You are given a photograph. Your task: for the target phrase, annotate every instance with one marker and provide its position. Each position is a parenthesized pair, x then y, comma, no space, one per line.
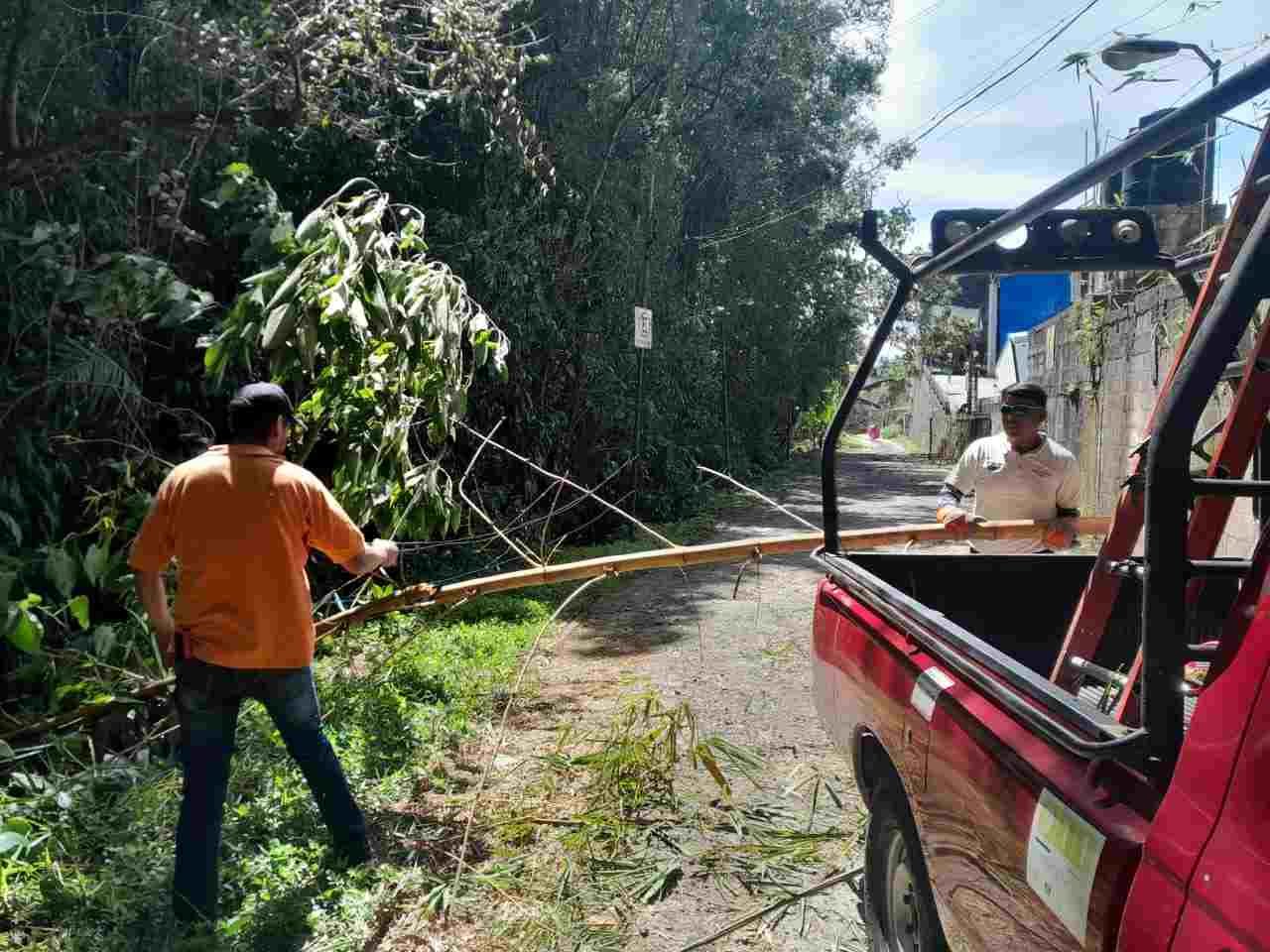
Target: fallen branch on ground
(684,556)
(680,557)
(779,904)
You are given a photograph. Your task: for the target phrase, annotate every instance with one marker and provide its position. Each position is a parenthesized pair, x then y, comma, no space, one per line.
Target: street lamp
(1130,54)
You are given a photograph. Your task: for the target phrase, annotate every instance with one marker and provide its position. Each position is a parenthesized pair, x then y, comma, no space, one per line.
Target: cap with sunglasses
(1030,394)
(258,400)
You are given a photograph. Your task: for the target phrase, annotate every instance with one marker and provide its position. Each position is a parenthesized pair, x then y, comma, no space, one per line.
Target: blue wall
(1028,299)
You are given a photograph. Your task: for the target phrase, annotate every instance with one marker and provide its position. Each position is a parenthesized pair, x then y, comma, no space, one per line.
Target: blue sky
(1030,131)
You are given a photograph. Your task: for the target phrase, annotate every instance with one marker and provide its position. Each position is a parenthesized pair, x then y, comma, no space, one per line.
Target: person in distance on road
(240,521)
(1017,474)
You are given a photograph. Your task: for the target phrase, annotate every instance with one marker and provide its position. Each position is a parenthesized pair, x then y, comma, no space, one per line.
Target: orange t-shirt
(240,521)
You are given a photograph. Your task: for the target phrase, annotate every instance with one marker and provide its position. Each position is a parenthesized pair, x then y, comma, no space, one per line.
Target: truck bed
(1023,604)
(938,666)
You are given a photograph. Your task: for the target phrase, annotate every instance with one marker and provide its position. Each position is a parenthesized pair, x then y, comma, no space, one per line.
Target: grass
(407,701)
(400,698)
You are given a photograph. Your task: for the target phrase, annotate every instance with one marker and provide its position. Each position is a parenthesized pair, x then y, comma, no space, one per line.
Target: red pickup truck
(1021,796)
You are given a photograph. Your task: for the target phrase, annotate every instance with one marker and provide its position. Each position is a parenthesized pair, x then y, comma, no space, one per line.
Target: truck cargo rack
(1160,495)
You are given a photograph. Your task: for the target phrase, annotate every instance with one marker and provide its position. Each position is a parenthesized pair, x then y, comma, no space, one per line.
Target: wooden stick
(685,556)
(679,557)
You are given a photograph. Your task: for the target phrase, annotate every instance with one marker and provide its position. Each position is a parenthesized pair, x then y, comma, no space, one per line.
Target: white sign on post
(643,329)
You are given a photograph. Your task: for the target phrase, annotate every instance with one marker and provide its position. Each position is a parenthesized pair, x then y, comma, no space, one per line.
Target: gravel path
(742,665)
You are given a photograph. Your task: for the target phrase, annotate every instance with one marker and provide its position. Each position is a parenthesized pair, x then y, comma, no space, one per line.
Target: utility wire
(988,76)
(1037,79)
(996,82)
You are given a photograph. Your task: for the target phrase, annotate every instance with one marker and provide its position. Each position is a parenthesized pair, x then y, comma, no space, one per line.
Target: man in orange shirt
(240,521)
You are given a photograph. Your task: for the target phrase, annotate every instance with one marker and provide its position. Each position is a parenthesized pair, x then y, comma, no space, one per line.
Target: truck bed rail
(1034,699)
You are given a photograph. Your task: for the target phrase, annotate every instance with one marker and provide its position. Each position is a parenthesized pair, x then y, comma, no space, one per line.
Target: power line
(897,27)
(987,77)
(1043,75)
(1011,72)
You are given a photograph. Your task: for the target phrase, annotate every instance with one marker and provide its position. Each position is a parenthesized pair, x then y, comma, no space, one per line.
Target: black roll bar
(1170,490)
(1230,93)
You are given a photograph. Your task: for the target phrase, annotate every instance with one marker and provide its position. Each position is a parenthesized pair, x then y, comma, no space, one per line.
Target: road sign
(643,327)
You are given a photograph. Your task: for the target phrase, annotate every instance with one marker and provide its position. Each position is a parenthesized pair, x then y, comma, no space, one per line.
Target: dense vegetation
(412,216)
(409,216)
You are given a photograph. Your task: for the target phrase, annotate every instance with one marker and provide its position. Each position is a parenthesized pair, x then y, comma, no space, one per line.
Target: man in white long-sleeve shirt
(1019,474)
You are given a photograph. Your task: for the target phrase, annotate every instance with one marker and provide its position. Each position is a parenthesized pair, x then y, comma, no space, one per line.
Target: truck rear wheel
(898,905)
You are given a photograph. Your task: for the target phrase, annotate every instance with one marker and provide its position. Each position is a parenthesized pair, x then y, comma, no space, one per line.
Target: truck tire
(898,906)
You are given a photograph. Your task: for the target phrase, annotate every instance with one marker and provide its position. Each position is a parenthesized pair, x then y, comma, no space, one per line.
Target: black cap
(257,400)
(1030,394)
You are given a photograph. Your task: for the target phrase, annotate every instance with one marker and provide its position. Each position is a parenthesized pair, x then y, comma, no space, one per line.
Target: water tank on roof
(1167,178)
(1111,188)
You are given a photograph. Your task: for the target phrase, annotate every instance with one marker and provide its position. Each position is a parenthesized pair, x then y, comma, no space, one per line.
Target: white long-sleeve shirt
(1011,485)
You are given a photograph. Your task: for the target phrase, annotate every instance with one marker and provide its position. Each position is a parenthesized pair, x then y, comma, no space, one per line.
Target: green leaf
(60,569)
(103,640)
(26,631)
(12,842)
(95,561)
(212,359)
(77,607)
(282,231)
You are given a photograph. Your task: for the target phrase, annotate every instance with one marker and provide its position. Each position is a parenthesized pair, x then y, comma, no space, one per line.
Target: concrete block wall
(1102,421)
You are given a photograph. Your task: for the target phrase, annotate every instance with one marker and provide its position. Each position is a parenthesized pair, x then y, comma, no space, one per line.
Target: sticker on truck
(930,684)
(1064,855)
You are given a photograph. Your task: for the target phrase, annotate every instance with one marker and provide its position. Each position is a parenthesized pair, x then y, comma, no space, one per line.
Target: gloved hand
(955,522)
(1060,534)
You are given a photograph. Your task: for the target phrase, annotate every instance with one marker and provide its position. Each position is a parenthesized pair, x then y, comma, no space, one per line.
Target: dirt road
(742,665)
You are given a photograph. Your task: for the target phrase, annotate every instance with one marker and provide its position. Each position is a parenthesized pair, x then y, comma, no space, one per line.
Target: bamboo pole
(684,556)
(679,557)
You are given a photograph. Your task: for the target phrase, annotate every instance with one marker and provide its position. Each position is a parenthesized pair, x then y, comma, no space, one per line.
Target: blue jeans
(207,701)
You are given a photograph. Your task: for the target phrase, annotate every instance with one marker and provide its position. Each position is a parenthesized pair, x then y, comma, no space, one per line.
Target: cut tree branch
(24,19)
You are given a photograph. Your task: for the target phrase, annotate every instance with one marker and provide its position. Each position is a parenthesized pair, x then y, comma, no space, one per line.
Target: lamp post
(1130,54)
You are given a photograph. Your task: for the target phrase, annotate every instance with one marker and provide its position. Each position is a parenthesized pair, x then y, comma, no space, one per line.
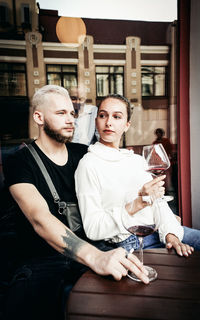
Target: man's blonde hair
(40,95)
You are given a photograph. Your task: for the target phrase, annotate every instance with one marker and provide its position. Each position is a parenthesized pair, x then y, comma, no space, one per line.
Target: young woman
(110,180)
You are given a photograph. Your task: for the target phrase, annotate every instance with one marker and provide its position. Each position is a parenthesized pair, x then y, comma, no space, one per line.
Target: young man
(47,252)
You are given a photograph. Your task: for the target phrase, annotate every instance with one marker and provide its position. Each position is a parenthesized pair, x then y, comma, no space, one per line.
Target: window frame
(153,96)
(12,71)
(62,73)
(109,78)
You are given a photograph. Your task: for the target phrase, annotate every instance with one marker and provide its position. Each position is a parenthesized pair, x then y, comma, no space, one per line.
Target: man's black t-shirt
(21,167)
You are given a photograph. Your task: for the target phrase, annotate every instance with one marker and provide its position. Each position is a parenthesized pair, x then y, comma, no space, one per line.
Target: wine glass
(157,161)
(141,226)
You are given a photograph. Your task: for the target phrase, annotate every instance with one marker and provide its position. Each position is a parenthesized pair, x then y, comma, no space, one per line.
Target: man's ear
(127,126)
(38,117)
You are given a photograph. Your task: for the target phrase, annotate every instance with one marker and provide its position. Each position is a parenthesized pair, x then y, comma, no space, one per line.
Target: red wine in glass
(157,161)
(157,171)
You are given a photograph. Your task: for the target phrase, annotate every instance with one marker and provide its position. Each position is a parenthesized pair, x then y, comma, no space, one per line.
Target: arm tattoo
(72,245)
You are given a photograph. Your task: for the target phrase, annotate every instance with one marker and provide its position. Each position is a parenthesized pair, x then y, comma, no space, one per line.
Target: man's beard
(55,135)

What to work on —
How many lines in the records above contain the string "white"? Match case exactly, and give only the number.

Completed task —
3